Start GIVEN RECORDS

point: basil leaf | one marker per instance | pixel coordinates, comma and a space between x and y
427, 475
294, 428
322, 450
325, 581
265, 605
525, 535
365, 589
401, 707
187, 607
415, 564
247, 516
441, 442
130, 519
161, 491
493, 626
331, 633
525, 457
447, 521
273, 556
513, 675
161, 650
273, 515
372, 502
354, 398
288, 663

End GIVEN RECORDS
Start GIVEN RECORDS

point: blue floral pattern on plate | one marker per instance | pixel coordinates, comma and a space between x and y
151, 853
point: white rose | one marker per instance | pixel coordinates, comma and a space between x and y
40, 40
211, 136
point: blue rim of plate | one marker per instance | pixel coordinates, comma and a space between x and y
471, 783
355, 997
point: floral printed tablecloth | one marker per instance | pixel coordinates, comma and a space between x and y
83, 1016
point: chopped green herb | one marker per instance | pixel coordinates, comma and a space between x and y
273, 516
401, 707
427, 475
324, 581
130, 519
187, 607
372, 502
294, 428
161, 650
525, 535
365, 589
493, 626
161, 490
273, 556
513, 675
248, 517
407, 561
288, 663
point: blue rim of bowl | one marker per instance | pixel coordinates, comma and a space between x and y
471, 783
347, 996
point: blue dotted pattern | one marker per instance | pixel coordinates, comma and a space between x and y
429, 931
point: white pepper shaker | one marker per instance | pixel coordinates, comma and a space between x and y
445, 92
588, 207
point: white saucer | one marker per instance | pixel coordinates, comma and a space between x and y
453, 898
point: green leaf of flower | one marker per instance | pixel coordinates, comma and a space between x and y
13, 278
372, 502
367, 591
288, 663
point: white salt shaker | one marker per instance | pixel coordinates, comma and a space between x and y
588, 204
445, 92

End GIVEN RECORDS

DO THIS
Report each line above that contains the word "leaf", copying every such line in full.

RESPONSE BELOW
point: basil leaf | one marker per instance | pixel coordinates, comma and a space between x and y
point: green leaf of flower | one marker per instance | pixel coordinates, comma and a space between x and y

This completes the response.